▶ _What to work on_
Set down the material once more, exactly as it appears.

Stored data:
* * * * *
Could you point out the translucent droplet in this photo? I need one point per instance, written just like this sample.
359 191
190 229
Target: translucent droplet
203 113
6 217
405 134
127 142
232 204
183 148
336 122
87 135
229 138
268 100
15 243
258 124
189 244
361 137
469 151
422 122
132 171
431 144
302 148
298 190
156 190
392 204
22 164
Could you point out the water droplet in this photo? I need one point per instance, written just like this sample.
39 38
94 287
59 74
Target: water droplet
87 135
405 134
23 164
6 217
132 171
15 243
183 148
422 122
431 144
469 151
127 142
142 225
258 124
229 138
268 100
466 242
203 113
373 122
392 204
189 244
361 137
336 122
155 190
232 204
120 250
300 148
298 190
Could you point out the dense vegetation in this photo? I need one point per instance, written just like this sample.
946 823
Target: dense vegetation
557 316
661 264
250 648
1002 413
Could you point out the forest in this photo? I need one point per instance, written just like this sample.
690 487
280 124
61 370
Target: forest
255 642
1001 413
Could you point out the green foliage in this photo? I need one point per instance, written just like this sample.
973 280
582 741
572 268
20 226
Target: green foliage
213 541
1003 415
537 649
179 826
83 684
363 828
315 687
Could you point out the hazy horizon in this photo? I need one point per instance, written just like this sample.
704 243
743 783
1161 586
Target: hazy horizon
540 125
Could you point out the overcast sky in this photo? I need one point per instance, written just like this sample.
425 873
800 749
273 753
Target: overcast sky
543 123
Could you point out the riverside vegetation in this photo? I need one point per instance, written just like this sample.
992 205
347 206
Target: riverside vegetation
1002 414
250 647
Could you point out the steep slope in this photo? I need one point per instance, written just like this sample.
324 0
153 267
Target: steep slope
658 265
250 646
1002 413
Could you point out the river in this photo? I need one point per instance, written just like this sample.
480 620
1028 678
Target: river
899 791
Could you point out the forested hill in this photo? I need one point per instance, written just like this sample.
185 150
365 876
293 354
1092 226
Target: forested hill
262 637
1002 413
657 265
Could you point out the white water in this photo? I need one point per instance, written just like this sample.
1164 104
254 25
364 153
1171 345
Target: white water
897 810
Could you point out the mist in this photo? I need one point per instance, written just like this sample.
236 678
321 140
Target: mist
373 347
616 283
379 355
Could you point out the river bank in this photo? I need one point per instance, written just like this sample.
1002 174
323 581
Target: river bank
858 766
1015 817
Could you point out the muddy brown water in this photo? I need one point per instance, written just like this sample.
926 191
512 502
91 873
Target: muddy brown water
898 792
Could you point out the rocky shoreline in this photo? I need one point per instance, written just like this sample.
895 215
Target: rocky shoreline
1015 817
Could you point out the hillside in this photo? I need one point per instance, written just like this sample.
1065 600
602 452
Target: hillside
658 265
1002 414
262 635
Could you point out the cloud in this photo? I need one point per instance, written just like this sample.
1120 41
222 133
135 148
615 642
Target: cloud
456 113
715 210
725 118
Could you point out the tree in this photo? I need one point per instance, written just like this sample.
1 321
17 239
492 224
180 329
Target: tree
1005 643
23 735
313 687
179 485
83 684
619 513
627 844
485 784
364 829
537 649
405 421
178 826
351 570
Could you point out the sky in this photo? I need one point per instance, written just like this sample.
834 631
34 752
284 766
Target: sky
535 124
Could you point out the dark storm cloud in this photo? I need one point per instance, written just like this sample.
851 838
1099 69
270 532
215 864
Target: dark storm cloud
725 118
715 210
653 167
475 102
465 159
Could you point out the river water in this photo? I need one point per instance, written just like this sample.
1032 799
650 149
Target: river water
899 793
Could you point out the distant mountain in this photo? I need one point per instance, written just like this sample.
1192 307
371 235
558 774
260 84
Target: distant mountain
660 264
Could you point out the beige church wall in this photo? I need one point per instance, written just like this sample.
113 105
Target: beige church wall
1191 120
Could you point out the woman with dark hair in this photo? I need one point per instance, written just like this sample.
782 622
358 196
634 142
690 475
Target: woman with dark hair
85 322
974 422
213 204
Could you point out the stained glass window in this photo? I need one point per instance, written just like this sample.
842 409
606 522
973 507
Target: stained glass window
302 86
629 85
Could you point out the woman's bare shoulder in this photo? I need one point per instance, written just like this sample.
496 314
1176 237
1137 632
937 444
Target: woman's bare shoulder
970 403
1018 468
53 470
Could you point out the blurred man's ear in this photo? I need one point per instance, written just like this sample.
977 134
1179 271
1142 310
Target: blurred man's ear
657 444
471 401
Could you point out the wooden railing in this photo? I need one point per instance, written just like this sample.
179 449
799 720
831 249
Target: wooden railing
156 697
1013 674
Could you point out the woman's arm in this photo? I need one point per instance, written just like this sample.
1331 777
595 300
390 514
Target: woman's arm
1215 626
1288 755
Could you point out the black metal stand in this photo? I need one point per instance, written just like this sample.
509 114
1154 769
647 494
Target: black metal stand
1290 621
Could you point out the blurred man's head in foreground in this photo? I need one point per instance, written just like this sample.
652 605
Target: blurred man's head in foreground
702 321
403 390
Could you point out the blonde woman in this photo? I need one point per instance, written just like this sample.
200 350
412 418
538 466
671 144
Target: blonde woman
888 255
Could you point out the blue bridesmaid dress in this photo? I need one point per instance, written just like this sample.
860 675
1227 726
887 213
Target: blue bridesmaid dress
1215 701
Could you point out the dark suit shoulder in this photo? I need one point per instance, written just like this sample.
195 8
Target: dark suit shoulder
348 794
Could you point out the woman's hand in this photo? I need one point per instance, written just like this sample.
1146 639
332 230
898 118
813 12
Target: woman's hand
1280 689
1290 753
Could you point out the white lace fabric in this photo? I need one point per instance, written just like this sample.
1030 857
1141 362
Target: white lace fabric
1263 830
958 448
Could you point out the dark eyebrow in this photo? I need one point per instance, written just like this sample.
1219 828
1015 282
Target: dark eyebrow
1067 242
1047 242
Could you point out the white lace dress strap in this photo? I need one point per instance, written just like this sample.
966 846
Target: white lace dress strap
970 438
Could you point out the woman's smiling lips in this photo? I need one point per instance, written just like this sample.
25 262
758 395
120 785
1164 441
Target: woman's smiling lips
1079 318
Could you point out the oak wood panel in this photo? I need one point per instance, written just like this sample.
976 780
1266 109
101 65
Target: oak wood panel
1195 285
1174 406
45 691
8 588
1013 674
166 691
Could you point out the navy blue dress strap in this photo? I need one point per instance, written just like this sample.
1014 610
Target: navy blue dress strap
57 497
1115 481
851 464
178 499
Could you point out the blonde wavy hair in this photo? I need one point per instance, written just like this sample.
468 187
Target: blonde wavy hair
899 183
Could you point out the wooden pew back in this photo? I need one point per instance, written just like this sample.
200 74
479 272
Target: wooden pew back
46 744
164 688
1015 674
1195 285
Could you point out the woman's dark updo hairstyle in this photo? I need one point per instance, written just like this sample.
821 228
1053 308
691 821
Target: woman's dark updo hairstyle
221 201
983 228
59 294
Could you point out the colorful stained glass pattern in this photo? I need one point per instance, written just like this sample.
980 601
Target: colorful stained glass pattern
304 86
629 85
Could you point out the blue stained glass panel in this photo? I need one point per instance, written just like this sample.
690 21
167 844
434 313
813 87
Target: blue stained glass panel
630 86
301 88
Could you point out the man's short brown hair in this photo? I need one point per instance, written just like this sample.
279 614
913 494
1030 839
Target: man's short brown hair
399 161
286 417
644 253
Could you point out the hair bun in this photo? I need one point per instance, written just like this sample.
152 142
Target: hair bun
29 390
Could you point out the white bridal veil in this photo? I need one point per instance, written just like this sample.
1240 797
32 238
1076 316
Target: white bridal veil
* * * * *
▶ _Result for this exercise_
Could you point out the translucent droplet in this photo? I need one point per instance, written just like this sample.
359 191
190 229
Target: translucent droplet
203 113
6 217
405 134
127 142
232 204
183 148
336 122
87 135
229 138
268 100
15 243
258 124
189 244
361 137
469 151
422 122
132 171
431 144
302 148
298 190
156 190
392 204
22 164
Could you point out the water droplet in this photo? I need one point per instance, written just like this sample.
39 38
94 287
59 74
Target: water droplet
87 135
405 134
23 164
6 217
132 171
15 243
183 148
422 122
431 144
469 151
127 142
142 225
258 124
229 138
268 100
466 242
203 113
373 122
392 204
189 244
361 137
336 122
155 190
232 204
120 250
300 148
298 190
Could you point out the dense vegetation in this photo? I need one point per instance, written just like this sample.
946 823
Target: dense vegetation
557 316
661 264
250 648
1002 413
Could you point out the forest in this photo? I need one point per instance, written just like this sample.
690 487
280 124
61 370
Target: forest
255 642
1001 413
Could you point out the green foliage in this photo? I need one point per instance, written just like this sample.
973 280
582 741
572 268
20 226
Target: green foliage
213 541
1003 415
537 649
179 826
83 684
363 828
315 687
Could you point out the hazy horizon in this photo? I need one point per instance, written just like this sample.
704 243
743 783
1161 586
Target: hazy horizon
540 125
Could you point out the overcast sky in this photo? I need one point per instance, written just like this sample.
425 873
800 749
273 753
Target: overcast sky
543 123
Could you point out the riverside vegetation in this photo? I need one point per instance, written just like this sample.
992 205
347 206
Target: riverside vegetation
1002 414
250 647
Could you point out the steep slope in this photo? I need one point per instance, written just like this sample.
324 0
153 267
Target: steep slope
658 265
250 646
1002 413
Could you point out the river in this photo? I need one point per instance, written just like this sample.
480 620
1028 678
Target: river
899 791
Could you point out the forested hill in this photo? I need one point per instance, written just like this sample.
185 150
365 876
293 354
1092 226
Target: forested hill
262 637
1002 413
657 265
Could you point out the white water in this photo? I need one point per instance, written just like this sample.
1164 104
254 25
364 153
1171 345
Target: white water
897 810
Could you point out the mist in this photo? I need one point per instance, written just like this sample.
236 678
321 140
Target: mist
373 347
616 283
379 355
Could you point out the river bank in this photo? I need one point per instance, written just like this sample.
1002 174
323 581
Target: river bank
858 766
1015 817
Could you point out the muddy brown water in this photo? I need one point per instance, written just like this sample.
926 191
512 502
91 873
Target: muddy brown water
898 792
Could you point out the rocky shoreline in this photo? I need one point per instance, written just like this sample.
895 215
Target: rocky shoreline
1015 817
Could you point out the hillside in this photo? I need one point per instance, written just like this sample.
1065 600
602 452
Target: hillside
658 265
1002 414
262 635
Could you point out the cloud in this photo? I need one point per instance, written just like this sample.
1120 41
222 133
135 148
615 642
Target: cloud
456 113
715 210
725 118
Could you point out the tree in this photo? I need one point per instance, written just like this sample.
1 321
17 239
492 224
180 329
Target: tree
1005 643
23 735
313 687
179 485
83 684
619 513
627 844
485 784
364 829
537 649
405 421
178 826
351 570
Could you point out the sky in this photo? I need one point per instance, written just like this sample.
834 631
34 752
284 766
Target: sky
535 124
Could you point out the dark storm cloud in this photo? I need one point per instance, written just like this sample.
851 838
1099 69
270 532
215 864
Target: dark storm cloud
725 118
715 210
653 167
475 102
465 159
Could you point out the river water in this photo? I need one point per instance, written just like this sample.
1032 799
650 149
Target: river water
899 793
Could you point out the distant mountain in this photo? I need one point per instance, written just like this sample.
1192 307
371 235
558 774
260 84
Target: distant mountain
660 264
Could you point out the beige church wall in this photo? I need one point per instance, written just like this sample.
113 105
Target: beige church wall
1191 120
Could you point out the woman with dark hair in this photo? I need one point per instance, written just like this sample.
782 622
358 196
634 142
690 475
Target: woman with dark hair
85 322
974 422
213 204
Could you point out the stained glass window in this photo? I need one point per instance, written just like this sample.
842 409
606 522
973 507
Target: stained glass window
302 86
629 85
Could you point out the woman's bare shoulder in this photo? I need one point per instance, written just like this sample.
496 314
1176 237
1137 632
937 444
Target: woman's bare shoulder
970 403
1018 468
53 470
Could you point out the blurred man's ear in this photo? I need one point per instance, written just like this sample.
977 134
1179 271
1142 310
Target: blurred man's ear
657 444
471 401
Could you point out the wooden railing in this photo? I need one point per instance, written just like this sample.
179 449
799 720
831 249
Target: wooden railing
156 697
1013 674
Could you point out the woman's arm in this photo? I need one point per instance, written just like this sample.
1331 777
595 300
390 514
Target: woman's arm
1215 626
1288 755
Could you point out the black metal stand in this photo? I need one point per instance, written just like this sample.
509 114
1154 769
647 494
Target: black metal stand
1290 621
Could you point out the blurred man's head in foreground in this photo? I need one point per instance, written just like this sample.
652 605
Target: blurred man's head in foreground
702 321
403 390
Could you point out the blonde woman in this photo? I need one point per instance, written just like this sample.
200 350
412 418
538 466
671 144
Target: blonde woman
888 255
Could you point out the blue bridesmaid dress in this photo? I need one point per instance, written just like this sample.
860 675
1227 726
887 213
Target: blue bridesmaid dress
1215 701
Could you point out the dark suit shoulder in this photo? I need one point per instance, written just like this sample.
195 8
Target: dark suit shoulder
348 794
Could you point out the woman's hand in this photo? I need one point per instance, written just like this sample.
1146 639
332 230
898 118
813 12
Target: woman's hand
1280 689
1290 753
Could you point out the white lace fabric in this photo? I need one point per instance, written just like this sample.
1030 857
1141 362
Target: white lace fabric
1263 830
958 448
Could you point out the dark eyebrow in this photo? I need one point per instance, written just like this sample.
1219 828
1015 282
Target: dark eyebrow
1067 242
1047 242
Could you point out the white lace dress strap in this photo? I need one point per instance, written just like this sample.
966 846
Target: white lace dress strap
970 438
Could you point out the woman's smiling lips in this photo? I need one point per instance, written just like this sample.
25 262
758 395
120 785
1164 441
Target: woman's smiling lips
1079 318
Could you point out the oak wood panel in this photo? I need one point per instance, written just like this sample.
976 780
1266 109
101 65
Target: oak wood panel
1195 285
1174 406
45 691
8 588
1013 674
166 691
Could you point out the navy blue dress strap in this photo? I need one point per instance, written just like this sample.
1014 610
Target: navy blue dress strap
57 497
1115 481
851 464
178 499
Could you point out the blonde wavy hair in this photo? I need one point per instance, written just like this sample.
468 187
Target: blonde wavy hair
899 183
Could you point out the wooden pew back in this photo? I need one point per instance, written just like this sample.
200 74
479 272
Target: wooden pew back
46 744
164 688
1015 674
1195 285
Could you point out the woman's dark updo hairstyle in this photo? I need one point per instance, written just like this sample.
821 228
1053 308
691 821
Target: woman's dark updo hairstyle
221 201
983 228
59 294
Could you point out the colorful stained glass pattern in this photo? I need one point per instance, written just like this sample.
980 601
Target: colorful stained glass pattern
304 86
629 85
Could you point out the blue stained glass panel in this photo? I need one point per instance, written just like this sample.
690 21
167 844
434 313
813 87
Target: blue stained glass panel
630 86
301 88
Could you point out the man's short brown hair in this photo? I need one point per instance, written just like this sample.
279 614
913 494
1030 839
Target: man's short brown hair
399 161
286 417
644 253
Could you point out the hair bun in this photo? I need one point per instance, written just like this sample.
152 142
Target: hair bun
29 390
Could you point out the white bridal veil in this photo? I need one point per instance, written just like this sample.
1240 797
32 238
1076 316
Target: white bridal veil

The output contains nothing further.